Stored data entries
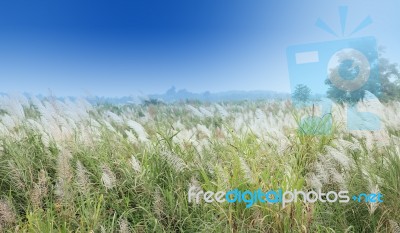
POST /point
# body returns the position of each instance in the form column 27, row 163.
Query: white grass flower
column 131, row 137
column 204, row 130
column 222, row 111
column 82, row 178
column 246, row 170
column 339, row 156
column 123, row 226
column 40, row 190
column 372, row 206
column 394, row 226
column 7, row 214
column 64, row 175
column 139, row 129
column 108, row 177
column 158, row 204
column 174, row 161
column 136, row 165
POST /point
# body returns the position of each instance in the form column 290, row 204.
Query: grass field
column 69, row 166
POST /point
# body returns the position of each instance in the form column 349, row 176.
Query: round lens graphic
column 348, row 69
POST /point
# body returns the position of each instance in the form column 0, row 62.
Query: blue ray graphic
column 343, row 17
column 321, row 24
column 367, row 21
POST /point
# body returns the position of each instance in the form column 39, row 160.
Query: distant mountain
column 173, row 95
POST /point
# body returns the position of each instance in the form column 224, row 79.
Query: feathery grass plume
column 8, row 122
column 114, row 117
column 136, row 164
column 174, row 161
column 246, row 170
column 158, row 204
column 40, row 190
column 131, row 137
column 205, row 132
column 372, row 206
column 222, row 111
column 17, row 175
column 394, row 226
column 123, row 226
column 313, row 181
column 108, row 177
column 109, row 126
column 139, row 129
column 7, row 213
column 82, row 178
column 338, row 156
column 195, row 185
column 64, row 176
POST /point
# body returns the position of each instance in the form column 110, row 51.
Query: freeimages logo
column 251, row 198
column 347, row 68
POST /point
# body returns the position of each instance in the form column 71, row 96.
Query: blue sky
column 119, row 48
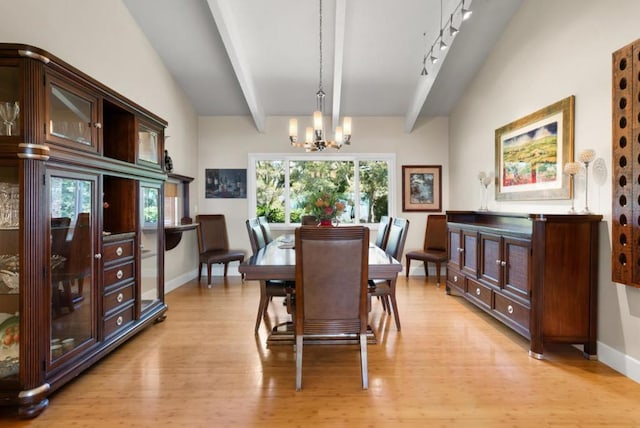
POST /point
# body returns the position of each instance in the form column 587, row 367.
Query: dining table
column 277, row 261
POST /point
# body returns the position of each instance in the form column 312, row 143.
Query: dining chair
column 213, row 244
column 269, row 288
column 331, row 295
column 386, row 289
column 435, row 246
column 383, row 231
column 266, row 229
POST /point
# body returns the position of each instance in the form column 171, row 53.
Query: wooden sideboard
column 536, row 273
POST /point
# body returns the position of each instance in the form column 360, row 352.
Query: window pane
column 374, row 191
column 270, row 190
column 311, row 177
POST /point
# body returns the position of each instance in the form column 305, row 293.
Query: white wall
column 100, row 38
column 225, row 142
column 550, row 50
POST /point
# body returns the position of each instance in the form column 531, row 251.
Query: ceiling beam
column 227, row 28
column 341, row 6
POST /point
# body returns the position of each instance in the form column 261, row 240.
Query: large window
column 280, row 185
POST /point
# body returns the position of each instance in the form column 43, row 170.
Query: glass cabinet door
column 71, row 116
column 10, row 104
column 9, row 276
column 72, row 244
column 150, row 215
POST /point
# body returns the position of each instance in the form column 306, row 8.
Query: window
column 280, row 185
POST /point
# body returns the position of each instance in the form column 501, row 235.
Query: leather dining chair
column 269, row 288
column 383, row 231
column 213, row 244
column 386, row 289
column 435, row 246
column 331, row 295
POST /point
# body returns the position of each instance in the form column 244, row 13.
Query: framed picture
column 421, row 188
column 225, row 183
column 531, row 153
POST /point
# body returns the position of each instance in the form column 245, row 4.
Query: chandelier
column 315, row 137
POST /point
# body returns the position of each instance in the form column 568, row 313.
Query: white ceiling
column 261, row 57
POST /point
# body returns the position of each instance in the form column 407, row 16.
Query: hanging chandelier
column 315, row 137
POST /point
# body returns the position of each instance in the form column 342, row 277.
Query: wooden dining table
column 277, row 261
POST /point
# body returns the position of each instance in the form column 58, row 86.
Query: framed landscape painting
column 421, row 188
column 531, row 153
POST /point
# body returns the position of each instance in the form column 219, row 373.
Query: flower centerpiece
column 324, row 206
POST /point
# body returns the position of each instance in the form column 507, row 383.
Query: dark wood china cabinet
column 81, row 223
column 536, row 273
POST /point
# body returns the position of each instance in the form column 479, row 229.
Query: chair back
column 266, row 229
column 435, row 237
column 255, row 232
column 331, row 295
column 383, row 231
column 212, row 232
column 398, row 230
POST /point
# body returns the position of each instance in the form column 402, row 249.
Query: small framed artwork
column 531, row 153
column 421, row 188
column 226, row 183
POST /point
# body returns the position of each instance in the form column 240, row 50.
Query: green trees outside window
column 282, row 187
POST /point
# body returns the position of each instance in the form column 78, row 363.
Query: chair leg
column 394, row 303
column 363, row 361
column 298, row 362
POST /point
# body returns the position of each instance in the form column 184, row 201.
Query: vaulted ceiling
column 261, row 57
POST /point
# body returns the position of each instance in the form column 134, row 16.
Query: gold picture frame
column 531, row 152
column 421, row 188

What you have to do
Could you restate every entry above word for word, leaving out the pictures?

Answer to this problem
POST /point
# body returns the position of each instance in the form column 27, row 163.
Query: white grass flower
column 131, row 137
column 204, row 130
column 222, row 111
column 82, row 178
column 246, row 170
column 339, row 156
column 123, row 226
column 40, row 190
column 372, row 206
column 394, row 226
column 7, row 214
column 64, row 175
column 139, row 129
column 108, row 177
column 158, row 204
column 174, row 161
column 136, row 165
POST /point
# body returns the position of each instance in the form column 290, row 204.
Query: grass field
column 69, row 166
POST /point
# body returns the position of each instance in the form column 349, row 176.
Query: round lens graphic
column 348, row 69
POST /point
# body returns the position of each instance in the form column 0, row 62.
Query: blue ray graphic
column 343, row 17
column 321, row 24
column 367, row 21
POST /point
# body returns the position of each instance in the form column 39, row 160.
Query: distant mountain
column 173, row 95
POST /point
# body returns the position of each instance in the form column 224, row 79.
Query: feathery grass plume
column 8, row 122
column 114, row 117
column 136, row 164
column 174, row 161
column 246, row 170
column 158, row 204
column 40, row 190
column 131, row 137
column 205, row 132
column 372, row 206
column 222, row 111
column 17, row 175
column 394, row 226
column 123, row 226
column 313, row 181
column 108, row 177
column 109, row 126
column 139, row 129
column 7, row 213
column 82, row 178
column 338, row 156
column 195, row 185
column 64, row 176
POST /point
# body returns the position of each instance in the form column 110, row 51.
Query: freeimages logo
column 251, row 198
column 347, row 68
POST /point
# body returns the position of each instance in the form column 71, row 96.
Query: blue sky
column 119, row 48
POST /point
# body returns the position of each instance in the form column 587, row 367.
Query: dining table
column 277, row 261
POST /point
# body returns the position of each instance in the form column 312, row 143.
Query: dining chair
column 213, row 244
column 269, row 288
column 331, row 295
column 386, row 289
column 435, row 246
column 383, row 231
column 266, row 229
POST /point
# body returns the position of each instance in the form column 171, row 53.
Query: wooden sideboard
column 536, row 273
POST /point
# body returns the position of each instance in the form column 360, row 352.
Query: window pane
column 374, row 191
column 270, row 190
column 311, row 177
POST /point
# body returns the position of each instance in the form column 305, row 293.
Query: white wall
column 100, row 38
column 225, row 142
column 550, row 50
POST /point
# body returns the position of each instance in the form column 531, row 251.
Query: ceiling beam
column 227, row 28
column 341, row 6
POST /point
# body returns the position of each instance in the form column 261, row 240.
Query: large window
column 280, row 185
POST /point
# body returns the position of each instance in the form column 43, row 170.
Query: glass cabinet door
column 71, row 116
column 10, row 104
column 9, row 276
column 72, row 244
column 150, row 215
POST /point
# body returns the position of each instance in the form column 306, row 8.
Query: window
column 280, row 185
POST /point
# body returns the position of each instance in the form column 501, row 235.
Query: leather dining chair
column 269, row 288
column 383, row 231
column 213, row 244
column 386, row 289
column 435, row 246
column 331, row 295
POST /point
# body returns the position of each instance in the form column 244, row 13.
Query: framed picture
column 421, row 188
column 225, row 183
column 531, row 153
POST /point
# body returns the position of each instance in the form column 245, row 4.
Query: chandelier
column 315, row 137
POST /point
# body returns the position of each instance in the form column 568, row 313.
Query: white ceiling
column 261, row 57
POST /point
# body returns the position of each instance in the form column 407, row 16.
Query: hanging chandelier
column 315, row 137
POST /point
# body returns the position of each instance in the form column 342, row 277.
Query: wooden dining table
column 277, row 261
POST /point
# body returns the position of each instance in the form column 58, row 86.
Query: framed landscape painting
column 421, row 188
column 531, row 153
POST /point
# body returns the position of each instance in the form column 219, row 373.
Query: flower centerpiece
column 324, row 206
POST /point
# body returns the position of each instance in the form column 507, row 383.
Query: dark wood china cabinet
column 81, row 223
column 536, row 273
POST /point
# body returns the position of each instance in the form column 479, row 229.
Query: chair back
column 266, row 229
column 435, row 237
column 255, row 232
column 331, row 295
column 383, row 231
column 212, row 232
column 398, row 230
POST /point
# body returns the position of each instance in the form column 402, row 249.
Query: small framed artwork
column 531, row 153
column 421, row 188
column 226, row 183
POST /point
# body returns the position of each instance in the form column 240, row 50.
Query: green trees outside window
column 282, row 187
POST /point
# body returns the position of each instance in the form column 78, row 363.
Query: chair leg
column 394, row 303
column 363, row 361
column 298, row 362
POST /point
# body returns the position of each instance in the form column 184, row 201.
Query: vaulted ceiling
column 261, row 57
POST /point
# body returns the position of each instance in the form column 134, row 16.
Query: gold picture frame
column 531, row 152
column 421, row 188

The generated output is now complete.